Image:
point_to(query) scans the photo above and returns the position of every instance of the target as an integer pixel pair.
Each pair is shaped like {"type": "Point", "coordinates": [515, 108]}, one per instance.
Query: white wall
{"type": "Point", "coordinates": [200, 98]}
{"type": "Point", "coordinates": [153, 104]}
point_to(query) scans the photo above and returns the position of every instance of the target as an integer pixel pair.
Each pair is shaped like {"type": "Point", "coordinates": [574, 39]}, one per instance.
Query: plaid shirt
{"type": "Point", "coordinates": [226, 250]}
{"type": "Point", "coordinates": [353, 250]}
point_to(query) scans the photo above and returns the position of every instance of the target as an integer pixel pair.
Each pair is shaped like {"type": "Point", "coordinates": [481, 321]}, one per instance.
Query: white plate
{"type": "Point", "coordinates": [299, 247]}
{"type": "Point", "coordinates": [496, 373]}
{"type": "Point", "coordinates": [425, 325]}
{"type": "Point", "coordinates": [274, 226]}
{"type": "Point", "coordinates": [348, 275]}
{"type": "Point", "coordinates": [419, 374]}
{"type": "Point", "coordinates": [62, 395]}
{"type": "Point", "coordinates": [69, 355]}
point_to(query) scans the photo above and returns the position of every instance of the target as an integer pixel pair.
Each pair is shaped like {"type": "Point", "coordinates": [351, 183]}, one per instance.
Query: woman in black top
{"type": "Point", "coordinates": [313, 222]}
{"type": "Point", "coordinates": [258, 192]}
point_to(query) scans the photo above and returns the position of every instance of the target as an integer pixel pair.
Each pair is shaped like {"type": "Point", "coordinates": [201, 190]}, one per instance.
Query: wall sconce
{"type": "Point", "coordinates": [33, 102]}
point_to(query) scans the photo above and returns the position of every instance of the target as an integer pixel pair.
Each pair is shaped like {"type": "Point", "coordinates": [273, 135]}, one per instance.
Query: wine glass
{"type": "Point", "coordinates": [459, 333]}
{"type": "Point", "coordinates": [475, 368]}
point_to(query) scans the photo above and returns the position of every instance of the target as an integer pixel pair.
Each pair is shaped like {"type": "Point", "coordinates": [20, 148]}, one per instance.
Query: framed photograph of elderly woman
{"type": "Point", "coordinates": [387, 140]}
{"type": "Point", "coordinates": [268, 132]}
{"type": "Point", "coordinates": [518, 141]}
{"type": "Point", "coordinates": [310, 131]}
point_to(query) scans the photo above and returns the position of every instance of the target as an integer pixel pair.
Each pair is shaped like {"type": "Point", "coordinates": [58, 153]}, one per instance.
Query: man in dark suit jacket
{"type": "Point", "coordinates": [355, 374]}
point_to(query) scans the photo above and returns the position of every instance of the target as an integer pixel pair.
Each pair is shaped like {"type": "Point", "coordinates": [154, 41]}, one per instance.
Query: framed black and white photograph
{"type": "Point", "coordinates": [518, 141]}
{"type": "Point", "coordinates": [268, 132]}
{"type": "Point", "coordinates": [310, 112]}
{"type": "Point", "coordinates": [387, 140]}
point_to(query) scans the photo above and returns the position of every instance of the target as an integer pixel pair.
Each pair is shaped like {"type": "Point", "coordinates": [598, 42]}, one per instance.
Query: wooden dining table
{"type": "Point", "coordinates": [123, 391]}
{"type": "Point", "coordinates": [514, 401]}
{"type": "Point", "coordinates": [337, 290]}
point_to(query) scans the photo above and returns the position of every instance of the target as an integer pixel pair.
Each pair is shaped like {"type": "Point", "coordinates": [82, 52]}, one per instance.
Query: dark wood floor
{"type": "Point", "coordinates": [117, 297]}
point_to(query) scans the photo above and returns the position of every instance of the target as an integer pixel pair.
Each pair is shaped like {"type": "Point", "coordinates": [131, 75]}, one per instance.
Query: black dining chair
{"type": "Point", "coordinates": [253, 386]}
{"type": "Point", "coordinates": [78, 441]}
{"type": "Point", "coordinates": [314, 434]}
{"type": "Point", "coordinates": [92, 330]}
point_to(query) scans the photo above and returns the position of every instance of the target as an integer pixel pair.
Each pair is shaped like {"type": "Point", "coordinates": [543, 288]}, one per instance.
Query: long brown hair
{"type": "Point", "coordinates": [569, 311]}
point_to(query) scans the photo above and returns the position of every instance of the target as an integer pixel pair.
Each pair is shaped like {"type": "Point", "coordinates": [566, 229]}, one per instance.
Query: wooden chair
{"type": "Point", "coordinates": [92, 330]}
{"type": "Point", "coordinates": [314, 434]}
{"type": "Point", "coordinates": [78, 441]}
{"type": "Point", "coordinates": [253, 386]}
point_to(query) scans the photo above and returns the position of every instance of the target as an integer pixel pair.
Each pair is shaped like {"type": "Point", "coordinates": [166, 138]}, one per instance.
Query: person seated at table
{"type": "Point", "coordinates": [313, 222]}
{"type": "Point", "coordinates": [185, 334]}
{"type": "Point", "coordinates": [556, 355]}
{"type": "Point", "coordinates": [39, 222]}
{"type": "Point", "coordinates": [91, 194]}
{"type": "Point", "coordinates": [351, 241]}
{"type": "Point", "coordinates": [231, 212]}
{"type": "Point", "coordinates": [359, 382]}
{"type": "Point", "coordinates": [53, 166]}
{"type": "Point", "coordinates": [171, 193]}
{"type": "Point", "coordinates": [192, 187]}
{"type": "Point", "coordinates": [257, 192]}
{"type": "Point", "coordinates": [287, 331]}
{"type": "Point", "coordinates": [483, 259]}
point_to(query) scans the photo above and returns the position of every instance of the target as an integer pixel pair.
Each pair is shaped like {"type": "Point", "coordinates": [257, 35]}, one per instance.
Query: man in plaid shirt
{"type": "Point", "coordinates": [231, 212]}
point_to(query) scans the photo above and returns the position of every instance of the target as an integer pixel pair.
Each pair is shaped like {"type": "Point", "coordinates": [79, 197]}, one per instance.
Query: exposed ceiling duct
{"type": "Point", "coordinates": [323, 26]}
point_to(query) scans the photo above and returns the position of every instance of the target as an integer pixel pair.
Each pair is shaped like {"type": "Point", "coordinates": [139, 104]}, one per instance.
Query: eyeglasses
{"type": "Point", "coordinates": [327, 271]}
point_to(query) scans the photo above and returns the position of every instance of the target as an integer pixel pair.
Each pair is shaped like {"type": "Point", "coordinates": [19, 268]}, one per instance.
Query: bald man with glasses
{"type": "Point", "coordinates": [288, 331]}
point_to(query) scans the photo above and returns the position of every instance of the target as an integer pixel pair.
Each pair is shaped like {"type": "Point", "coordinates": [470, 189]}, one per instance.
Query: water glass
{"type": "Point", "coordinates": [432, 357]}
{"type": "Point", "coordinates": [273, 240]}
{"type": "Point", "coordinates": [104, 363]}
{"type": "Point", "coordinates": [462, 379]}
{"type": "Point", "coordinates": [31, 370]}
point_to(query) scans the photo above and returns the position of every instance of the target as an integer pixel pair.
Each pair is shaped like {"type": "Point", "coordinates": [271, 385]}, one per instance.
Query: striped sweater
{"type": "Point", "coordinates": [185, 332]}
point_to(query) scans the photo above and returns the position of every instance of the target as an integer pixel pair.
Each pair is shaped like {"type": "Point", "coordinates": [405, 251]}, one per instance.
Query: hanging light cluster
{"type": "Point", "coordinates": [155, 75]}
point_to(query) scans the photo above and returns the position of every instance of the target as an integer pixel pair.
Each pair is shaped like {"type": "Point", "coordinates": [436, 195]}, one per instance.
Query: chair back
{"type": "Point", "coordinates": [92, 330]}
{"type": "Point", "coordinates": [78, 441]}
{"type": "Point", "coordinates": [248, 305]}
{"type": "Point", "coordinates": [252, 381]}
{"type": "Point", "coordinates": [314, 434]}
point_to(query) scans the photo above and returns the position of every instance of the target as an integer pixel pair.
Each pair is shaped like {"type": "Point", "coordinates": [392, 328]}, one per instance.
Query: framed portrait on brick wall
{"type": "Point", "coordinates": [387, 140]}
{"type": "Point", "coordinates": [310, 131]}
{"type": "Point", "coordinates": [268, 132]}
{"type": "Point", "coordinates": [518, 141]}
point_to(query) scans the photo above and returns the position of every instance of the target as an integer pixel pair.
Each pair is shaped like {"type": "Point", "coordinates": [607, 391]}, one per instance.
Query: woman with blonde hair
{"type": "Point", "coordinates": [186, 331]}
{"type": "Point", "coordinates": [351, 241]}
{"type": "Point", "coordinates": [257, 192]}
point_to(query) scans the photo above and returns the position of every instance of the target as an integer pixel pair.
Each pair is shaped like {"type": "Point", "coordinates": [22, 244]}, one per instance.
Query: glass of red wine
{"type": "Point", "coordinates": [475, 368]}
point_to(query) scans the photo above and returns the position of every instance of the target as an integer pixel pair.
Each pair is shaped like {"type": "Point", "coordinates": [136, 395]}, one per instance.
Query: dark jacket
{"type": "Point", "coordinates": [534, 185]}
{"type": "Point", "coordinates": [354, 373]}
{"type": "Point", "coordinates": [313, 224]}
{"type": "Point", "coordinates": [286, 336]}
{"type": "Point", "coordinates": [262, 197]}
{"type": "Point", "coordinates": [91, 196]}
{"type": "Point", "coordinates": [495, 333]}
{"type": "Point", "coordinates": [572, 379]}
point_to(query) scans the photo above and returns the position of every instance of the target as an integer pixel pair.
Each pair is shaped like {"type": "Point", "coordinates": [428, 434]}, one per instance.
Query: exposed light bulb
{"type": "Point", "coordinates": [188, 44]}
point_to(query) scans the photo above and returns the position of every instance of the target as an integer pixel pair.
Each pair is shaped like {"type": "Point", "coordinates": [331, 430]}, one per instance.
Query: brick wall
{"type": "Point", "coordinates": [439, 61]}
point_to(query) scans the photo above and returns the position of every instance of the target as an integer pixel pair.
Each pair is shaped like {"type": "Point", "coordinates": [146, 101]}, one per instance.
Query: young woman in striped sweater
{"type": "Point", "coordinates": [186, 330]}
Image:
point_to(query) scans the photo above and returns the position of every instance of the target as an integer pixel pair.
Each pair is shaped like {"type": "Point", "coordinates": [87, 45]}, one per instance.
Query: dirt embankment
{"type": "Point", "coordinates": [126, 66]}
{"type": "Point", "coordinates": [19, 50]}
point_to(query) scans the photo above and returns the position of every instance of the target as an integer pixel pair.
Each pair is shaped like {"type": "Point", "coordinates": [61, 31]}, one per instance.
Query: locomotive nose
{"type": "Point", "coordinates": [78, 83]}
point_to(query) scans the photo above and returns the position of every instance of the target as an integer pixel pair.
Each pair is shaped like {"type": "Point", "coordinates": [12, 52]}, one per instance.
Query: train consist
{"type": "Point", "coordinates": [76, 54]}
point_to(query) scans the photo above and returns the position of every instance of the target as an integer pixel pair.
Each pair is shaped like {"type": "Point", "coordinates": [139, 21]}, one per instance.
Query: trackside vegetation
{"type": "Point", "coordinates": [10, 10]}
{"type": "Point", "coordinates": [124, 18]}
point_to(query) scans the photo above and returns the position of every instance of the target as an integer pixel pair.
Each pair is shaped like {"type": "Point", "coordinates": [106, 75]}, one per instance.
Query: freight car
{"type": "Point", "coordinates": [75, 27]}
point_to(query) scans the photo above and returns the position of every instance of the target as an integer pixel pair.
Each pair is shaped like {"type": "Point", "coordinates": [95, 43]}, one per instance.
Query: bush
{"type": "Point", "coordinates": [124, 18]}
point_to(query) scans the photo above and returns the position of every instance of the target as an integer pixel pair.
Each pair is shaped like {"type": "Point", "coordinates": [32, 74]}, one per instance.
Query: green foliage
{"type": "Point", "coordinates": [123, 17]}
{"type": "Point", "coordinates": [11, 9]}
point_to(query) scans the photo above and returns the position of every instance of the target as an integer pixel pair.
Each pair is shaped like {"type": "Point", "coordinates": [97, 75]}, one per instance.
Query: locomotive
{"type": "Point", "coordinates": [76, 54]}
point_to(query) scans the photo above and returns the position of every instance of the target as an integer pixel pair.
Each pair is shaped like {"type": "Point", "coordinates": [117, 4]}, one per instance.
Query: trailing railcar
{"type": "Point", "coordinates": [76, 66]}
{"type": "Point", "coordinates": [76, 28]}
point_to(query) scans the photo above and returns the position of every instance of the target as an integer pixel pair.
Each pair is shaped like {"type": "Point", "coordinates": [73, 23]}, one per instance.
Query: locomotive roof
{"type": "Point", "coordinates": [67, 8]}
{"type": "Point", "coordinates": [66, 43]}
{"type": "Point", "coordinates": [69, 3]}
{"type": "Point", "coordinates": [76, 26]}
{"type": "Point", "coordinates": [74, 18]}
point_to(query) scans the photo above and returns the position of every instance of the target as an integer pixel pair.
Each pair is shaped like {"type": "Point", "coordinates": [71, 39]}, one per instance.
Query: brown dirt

=======

# Given task
Count the lines of the records that contain the word "woman" and give only that number.

# Result for this exercise
4